### WHAT IS ASKED
Reproduce every item below word for word, leaving out the pictures.
+++
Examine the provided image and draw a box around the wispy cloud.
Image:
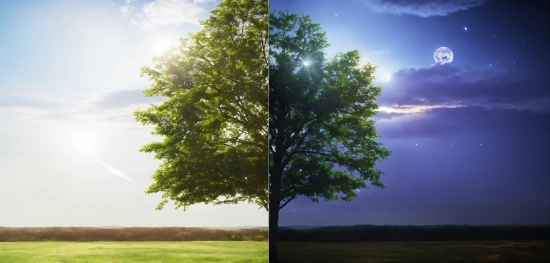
[94,89,163,109]
[369,49,390,55]
[130,0,213,31]
[378,66,550,113]
[120,0,135,17]
[360,0,486,17]
[0,89,163,123]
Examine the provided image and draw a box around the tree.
[269,12,390,262]
[134,0,269,212]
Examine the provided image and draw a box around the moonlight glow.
[434,47,453,65]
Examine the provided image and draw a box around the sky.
[0,0,268,227]
[270,0,550,226]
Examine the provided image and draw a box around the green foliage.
[269,12,390,208]
[134,0,269,209]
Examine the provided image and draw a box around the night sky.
[270,0,550,226]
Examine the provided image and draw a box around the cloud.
[376,107,550,141]
[0,89,164,122]
[94,89,163,109]
[130,0,212,31]
[0,96,61,109]
[369,49,390,55]
[361,0,486,17]
[378,65,550,113]
[120,0,135,17]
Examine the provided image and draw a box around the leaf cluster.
[269,12,390,211]
[134,0,269,209]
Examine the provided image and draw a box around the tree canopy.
[269,11,390,262]
[134,0,269,209]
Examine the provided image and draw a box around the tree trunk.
[268,196,279,263]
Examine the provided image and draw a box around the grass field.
[278,240,550,263]
[0,241,267,263]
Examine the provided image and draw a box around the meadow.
[0,227,267,263]
[278,240,550,263]
[0,241,267,263]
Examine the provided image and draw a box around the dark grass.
[278,225,550,242]
[278,240,550,263]
[0,227,268,242]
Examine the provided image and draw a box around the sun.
[71,130,97,154]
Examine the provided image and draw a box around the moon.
[434,47,453,65]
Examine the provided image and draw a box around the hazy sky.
[270,0,550,225]
[0,0,267,226]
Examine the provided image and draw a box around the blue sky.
[0,0,267,227]
[270,0,550,225]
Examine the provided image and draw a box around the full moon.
[434,47,453,65]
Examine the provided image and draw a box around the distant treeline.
[0,227,267,242]
[278,225,550,242]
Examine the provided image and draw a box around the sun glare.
[71,130,97,154]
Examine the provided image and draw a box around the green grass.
[0,241,267,263]
[278,240,550,263]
+++
### RESPONSE BELOW
Examine the provided image and draw a box around the wispy cloud.
Image:
[94,89,163,109]
[369,49,390,55]
[130,0,213,31]
[378,66,550,113]
[120,0,135,17]
[360,0,486,17]
[0,89,163,123]
Examine the provided image and draw a box around the tree.
[269,12,390,262]
[134,0,269,212]
Examine the provided image and draw a box around the moonlight glow.
[434,47,453,65]
Examine the provided image and draw a box around the sky.
[0,0,268,227]
[270,0,550,226]
Examine the provided image and draw a box around the green foliage.
[269,12,390,208]
[134,0,269,209]
Examine the provided image and draw a box around the night sky.
[270,0,550,226]
Examine the provided image and draw a box around the cloud.
[376,107,550,141]
[0,89,164,122]
[94,89,163,109]
[130,0,212,31]
[0,96,61,109]
[369,49,390,55]
[361,0,486,17]
[378,65,550,113]
[120,0,135,17]
Examine the provided image and draw a box around the leaf cluster.
[269,12,390,211]
[134,0,269,209]
Examine the provided image and draw a box around the tree canopy.
[269,11,390,262]
[134,0,269,209]
Examine the provided image and draw a box around the tree trunk.
[268,196,279,263]
Examine the provided image and draw a box around the grass field.
[278,240,550,263]
[0,241,267,263]
Examine the provided image and draw a box around the meadow.
[0,227,267,263]
[278,240,550,263]
[0,241,267,263]
Examine the provided image and draw a box around the dark grass.
[278,225,550,242]
[278,240,550,263]
[0,227,268,242]
Examine the provided image and draw a box around the sun.
[71,130,97,154]
Examine the provided image and draw a box around the moon.
[434,47,453,65]
Examine the provided image and draw a box around the hazy sky.
[270,0,550,225]
[0,0,267,226]
Examine the provided image and draw a box around the blue sky.
[0,0,267,227]
[270,0,550,225]
Examine the provided image and draw a box around the full moon.
[434,47,453,65]
Examine the provided image and draw a box around the distant treeline.
[0,227,267,242]
[278,225,550,242]
Examine the provided image and draw a box around the sun glare.
[71,130,97,154]
Examine the provided image and draw a box around the green grass.
[0,241,267,263]
[278,240,550,263]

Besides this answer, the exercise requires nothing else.